Problem 1:
Using the bar well article, decide whether each statement agrees with it. (a) The Skylark's well includes Tito's vodka. (b) The Paloma Picante at Fandi Mata costs $20. (c) Swet says a lot of customers at The Skylark rely on the well instead of naming specific brands. Answer yes or no for each and quote the words from the article that decide it.
Problem 2:
Copy out word for word everything in the bar well article from "The bar well of" down to "for specific brands.".

Exercise text:
________________________________________

The bar well of today is absolutely nothing like its predecessors. Once relegated to low-cost, low-quality spirits, the well has moved firmly upscale. This premium push is coinciding with the demand for higherquality spirits in cocktails overall, and it’s supported by bartenders across the industry who delight in serving top-notch drinks even when their guests don’t call for specific brands.
“The bar well has changed dramatically over the years,” says Milos Zica, partner and beverage director at the restaurant and bar Fandi Mata in Brooklyn, New York. “Back in the day, bars had fake lime juice, gun soda with corn syrup, and juices filled with artificial flavor and sugar. But these days, we use fresh ingredients— fresh-squeezed lime and lemon juice, agave syrup or stevia, freshly squeezed grapefruit, orange, and pineapple. And, of course, more upscale and better-quality liquor.”
The bar well at Fandi Mata stocks such premium brands as El Tesoro Tequila, Campari, and Highclere Castle gin, which it uses in drinks like the Paloma Picante ($18), made with El Tesoro Blanco Tequila, homemade grapefruit cordial, fresh lime juice, and Topo Chico sparkling mineral water, served in a glass rimmed with chili and Tajin spices. “Over the years, people have understood that the well has improved,” Zica says, noting that the quality of a venue’s well depends on the type of bar it aims to be—a cocktail destination versus a dive bar, for example—and that the cost of stocking upscale spirits and fresh mixers can also be prohibitive.
Johnny Swet, master mixologist at rooftop venue The Skylark in New York City, agrees that most guests understand the quality of well spirits has moved upscale. The Skylark’s well includes Tito’s vodka, Union mezcal, and Don Julio Tequila. The lounge’s signature Dirty Martini is made with Tito’s vodka, as is its seasonal Pumpkin Spice Mule (specialty drinks at the venue are $20). However, Swet notes that a lot of customers at The Skylark call for specific spirits brands in their drinks as opposed to relying on the well.
“Guests’ palates have become more sophisticated as they’ve been exposed to brands of higher quality over the years when they go out for drinks,” Swet says. “During the pandemic, so many people took up home bartending and now have an active interest in what goes into their cocktails when they go out. They expect to see brands they recognize or have enjoyed at home.”

________________________________________

Entries provided:

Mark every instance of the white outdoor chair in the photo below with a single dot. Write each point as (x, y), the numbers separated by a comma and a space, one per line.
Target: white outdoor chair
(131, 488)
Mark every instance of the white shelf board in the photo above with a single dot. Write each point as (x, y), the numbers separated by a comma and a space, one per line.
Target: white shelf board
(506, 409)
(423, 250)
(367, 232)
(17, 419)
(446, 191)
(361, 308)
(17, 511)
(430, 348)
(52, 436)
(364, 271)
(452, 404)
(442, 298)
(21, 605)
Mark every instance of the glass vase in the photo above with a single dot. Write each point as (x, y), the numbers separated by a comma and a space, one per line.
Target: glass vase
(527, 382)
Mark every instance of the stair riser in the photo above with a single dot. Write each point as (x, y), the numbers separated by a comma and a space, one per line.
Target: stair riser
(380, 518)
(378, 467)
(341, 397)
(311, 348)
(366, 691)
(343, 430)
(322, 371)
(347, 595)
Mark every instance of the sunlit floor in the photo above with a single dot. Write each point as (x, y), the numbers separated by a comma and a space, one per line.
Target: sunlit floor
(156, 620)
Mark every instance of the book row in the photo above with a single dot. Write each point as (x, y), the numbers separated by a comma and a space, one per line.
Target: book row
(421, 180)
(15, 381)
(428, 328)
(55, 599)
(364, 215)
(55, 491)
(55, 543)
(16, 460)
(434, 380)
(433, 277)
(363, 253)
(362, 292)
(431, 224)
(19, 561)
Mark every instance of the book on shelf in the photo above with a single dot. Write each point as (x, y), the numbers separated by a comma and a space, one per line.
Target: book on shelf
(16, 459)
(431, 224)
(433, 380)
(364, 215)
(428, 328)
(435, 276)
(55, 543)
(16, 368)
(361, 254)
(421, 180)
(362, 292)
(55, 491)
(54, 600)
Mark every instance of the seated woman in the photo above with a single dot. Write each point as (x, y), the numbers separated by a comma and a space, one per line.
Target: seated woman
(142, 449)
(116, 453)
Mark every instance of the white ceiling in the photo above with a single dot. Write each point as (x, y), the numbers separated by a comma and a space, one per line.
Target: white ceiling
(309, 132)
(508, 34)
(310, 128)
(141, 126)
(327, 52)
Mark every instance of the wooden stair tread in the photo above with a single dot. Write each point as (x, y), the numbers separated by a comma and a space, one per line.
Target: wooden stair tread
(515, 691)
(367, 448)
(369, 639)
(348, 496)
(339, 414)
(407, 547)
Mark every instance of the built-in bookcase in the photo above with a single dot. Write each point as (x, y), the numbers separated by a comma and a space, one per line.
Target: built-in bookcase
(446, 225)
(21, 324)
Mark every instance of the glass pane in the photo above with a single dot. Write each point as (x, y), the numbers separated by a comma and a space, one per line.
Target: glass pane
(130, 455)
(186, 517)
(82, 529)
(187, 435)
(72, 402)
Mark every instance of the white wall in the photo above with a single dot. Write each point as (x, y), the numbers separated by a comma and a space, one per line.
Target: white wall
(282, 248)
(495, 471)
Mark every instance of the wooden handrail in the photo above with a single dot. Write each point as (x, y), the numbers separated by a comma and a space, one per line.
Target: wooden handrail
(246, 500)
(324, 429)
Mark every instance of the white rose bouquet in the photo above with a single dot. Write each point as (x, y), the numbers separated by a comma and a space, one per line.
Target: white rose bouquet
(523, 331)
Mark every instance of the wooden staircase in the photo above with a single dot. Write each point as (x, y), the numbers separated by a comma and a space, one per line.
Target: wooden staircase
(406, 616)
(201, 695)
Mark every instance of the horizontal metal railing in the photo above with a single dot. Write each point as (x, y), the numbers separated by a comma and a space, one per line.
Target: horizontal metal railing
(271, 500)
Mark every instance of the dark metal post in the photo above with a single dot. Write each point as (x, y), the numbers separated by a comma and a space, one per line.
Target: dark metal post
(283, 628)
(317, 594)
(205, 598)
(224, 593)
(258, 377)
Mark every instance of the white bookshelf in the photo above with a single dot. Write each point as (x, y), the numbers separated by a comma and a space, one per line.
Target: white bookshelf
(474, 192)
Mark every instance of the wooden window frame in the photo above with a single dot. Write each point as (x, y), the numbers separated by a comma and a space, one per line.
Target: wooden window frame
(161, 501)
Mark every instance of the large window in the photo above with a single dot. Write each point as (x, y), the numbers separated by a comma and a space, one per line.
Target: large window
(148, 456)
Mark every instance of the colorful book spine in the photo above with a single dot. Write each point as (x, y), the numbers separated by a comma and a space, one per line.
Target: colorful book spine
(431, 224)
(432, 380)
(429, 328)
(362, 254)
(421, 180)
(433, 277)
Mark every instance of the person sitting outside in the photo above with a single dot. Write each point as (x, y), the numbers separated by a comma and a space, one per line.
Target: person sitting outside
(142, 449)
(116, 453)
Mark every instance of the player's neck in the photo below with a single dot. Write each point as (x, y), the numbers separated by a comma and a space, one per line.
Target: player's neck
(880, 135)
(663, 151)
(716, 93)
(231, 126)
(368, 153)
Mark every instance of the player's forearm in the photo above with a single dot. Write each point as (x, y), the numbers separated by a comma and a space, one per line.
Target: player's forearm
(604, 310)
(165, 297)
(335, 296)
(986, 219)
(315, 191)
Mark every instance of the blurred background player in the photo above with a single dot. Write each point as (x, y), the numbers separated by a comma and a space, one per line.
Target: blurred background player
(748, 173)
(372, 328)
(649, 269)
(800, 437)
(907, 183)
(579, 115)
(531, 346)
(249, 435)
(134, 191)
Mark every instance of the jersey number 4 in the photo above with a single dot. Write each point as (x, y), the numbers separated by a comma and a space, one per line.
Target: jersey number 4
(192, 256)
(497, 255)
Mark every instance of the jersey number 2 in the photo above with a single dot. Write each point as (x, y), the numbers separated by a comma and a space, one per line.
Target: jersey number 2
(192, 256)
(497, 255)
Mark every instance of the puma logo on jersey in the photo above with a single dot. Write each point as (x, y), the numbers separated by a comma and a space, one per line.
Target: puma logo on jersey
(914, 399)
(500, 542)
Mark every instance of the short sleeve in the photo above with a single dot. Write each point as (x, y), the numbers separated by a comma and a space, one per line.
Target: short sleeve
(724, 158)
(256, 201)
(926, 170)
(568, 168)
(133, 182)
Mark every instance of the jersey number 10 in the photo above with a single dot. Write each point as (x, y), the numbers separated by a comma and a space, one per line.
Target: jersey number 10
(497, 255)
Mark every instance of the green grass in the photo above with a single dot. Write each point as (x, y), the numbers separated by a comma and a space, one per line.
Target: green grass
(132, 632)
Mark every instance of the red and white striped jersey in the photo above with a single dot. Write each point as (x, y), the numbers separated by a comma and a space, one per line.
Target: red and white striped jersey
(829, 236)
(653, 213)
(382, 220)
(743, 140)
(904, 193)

________________________________________

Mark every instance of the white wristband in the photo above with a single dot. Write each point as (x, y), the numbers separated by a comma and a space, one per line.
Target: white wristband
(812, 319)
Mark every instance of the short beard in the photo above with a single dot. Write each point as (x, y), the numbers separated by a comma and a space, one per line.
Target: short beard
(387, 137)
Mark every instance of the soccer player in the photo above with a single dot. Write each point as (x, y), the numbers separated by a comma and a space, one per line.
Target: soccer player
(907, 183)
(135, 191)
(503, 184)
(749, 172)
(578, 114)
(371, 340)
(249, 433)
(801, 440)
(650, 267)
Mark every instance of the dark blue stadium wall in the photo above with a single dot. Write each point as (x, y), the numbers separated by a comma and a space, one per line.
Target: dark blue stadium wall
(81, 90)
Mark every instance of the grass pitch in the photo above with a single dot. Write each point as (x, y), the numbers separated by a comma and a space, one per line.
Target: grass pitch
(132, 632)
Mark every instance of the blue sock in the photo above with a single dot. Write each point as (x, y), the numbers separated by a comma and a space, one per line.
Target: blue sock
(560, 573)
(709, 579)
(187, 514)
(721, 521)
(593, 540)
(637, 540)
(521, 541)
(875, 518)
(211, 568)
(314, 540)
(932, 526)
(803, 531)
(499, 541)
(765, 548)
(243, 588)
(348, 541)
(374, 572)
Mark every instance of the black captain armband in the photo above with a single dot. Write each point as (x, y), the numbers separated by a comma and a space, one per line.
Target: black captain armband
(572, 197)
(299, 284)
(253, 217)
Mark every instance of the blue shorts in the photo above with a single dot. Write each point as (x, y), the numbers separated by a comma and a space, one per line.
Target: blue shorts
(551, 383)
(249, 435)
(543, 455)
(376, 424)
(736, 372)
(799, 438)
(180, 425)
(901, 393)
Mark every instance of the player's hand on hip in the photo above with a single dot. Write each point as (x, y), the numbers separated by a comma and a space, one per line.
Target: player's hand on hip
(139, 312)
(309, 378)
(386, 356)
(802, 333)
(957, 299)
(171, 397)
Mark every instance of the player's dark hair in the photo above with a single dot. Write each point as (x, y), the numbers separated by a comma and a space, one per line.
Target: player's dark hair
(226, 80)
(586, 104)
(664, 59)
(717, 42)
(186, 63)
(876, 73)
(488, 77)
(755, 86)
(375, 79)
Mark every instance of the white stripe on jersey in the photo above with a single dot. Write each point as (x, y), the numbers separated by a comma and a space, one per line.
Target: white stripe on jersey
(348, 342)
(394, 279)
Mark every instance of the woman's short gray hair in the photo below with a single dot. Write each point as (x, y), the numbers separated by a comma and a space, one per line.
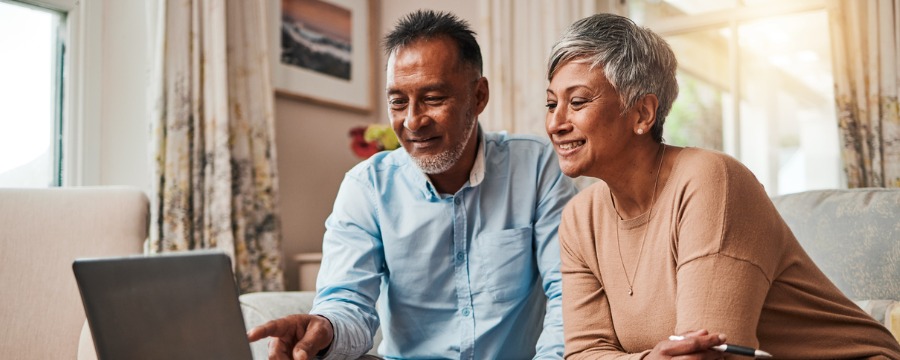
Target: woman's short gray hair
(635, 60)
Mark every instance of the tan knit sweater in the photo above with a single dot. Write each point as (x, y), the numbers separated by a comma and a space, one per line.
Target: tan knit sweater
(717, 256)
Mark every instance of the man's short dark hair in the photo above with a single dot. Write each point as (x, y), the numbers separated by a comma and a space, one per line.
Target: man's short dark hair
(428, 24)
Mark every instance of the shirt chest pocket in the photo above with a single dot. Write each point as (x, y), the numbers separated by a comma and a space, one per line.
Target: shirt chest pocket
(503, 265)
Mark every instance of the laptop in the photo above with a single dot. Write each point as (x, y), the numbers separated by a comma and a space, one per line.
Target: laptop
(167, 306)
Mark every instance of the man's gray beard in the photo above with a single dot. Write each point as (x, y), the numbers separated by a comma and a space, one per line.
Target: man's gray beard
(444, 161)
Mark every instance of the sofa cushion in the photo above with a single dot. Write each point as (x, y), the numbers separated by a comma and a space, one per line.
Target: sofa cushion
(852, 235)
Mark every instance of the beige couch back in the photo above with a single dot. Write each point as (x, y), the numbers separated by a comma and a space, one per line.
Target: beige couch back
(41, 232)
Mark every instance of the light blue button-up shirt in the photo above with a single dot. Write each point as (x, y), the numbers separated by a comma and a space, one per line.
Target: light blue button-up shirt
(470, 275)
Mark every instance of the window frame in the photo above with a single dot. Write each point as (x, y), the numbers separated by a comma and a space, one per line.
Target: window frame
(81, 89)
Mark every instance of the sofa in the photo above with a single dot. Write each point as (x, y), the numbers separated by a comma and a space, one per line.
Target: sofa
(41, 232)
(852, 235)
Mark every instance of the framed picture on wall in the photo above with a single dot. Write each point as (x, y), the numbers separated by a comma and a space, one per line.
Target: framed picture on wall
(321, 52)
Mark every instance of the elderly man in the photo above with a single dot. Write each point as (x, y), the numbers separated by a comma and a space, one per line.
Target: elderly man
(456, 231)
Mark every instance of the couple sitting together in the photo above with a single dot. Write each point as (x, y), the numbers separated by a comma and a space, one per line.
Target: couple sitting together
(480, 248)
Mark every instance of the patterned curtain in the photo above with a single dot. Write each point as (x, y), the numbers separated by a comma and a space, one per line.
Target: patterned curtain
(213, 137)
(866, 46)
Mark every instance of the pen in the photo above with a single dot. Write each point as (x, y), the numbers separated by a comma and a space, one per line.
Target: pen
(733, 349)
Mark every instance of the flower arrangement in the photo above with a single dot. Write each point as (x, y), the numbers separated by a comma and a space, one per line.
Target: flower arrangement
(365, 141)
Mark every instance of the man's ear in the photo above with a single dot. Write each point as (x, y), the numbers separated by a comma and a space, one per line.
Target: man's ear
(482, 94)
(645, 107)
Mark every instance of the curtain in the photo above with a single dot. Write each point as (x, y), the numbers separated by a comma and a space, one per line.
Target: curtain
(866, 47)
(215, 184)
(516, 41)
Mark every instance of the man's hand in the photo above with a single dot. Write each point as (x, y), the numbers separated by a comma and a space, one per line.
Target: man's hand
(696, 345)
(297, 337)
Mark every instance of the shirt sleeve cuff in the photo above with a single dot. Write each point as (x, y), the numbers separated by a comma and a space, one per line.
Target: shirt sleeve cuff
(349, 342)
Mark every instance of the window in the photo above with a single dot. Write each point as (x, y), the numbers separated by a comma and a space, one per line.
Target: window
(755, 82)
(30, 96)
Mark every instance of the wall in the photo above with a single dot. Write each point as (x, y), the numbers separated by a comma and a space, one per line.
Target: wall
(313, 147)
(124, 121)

________________________________________

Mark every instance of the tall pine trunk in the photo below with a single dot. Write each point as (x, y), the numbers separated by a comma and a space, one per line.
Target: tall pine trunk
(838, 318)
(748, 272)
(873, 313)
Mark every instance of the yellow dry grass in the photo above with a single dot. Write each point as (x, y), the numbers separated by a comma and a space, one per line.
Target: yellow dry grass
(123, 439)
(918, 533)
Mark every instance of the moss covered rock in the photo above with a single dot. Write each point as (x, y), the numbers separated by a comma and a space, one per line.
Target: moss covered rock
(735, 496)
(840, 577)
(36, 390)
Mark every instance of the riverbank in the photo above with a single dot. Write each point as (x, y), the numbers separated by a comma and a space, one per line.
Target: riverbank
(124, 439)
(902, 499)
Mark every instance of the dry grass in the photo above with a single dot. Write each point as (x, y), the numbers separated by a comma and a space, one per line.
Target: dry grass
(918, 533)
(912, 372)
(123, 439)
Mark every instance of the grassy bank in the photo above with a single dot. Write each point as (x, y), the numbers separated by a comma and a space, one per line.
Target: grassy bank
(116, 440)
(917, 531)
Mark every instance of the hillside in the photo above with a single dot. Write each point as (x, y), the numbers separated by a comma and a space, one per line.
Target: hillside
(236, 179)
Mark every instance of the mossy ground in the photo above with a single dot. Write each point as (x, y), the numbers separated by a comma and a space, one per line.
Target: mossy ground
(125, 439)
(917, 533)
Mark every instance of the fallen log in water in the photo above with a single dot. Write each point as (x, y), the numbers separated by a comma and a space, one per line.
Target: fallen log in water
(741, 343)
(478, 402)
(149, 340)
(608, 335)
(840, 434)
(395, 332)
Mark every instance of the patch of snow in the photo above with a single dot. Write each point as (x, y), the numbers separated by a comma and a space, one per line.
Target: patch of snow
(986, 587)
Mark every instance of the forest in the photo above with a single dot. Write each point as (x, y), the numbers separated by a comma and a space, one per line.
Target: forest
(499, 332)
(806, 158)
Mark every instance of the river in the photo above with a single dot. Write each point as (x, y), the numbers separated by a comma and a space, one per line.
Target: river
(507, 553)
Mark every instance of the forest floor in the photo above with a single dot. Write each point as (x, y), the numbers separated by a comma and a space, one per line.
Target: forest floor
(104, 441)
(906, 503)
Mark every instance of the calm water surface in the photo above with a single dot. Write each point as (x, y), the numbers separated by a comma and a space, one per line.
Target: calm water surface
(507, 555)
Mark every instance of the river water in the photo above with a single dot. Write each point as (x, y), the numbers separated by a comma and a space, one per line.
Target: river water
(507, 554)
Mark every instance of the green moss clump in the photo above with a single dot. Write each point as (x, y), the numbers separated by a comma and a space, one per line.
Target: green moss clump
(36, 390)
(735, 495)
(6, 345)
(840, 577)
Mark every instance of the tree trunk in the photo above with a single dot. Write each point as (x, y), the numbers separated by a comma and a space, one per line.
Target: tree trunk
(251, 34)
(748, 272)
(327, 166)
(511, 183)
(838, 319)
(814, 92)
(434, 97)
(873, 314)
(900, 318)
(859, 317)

________________________________________

Answer area 1:
(a) Yes: "The Skylark’s well includes Tito’s vodka, Union mezcal, and Don Julio Tequila."
(b) No: "the Paloma Picante ($18)"
(c) No: "a lot of customers at The Skylark call for specific spirits brands in their drinks as opposed to relying on the well."

Answer area 2:
The bar well of today is absolutely nothing like its predecessors. Once relegated to low-cost, low-quality spirits, the well has moved firmly upscale. This premium push is coinciding with the demand for higherquality spirits in cocktails overall, and it’s supported by bartenders across the industry who delight in serving top-notch drinks even when their guests don’t call for specific brands.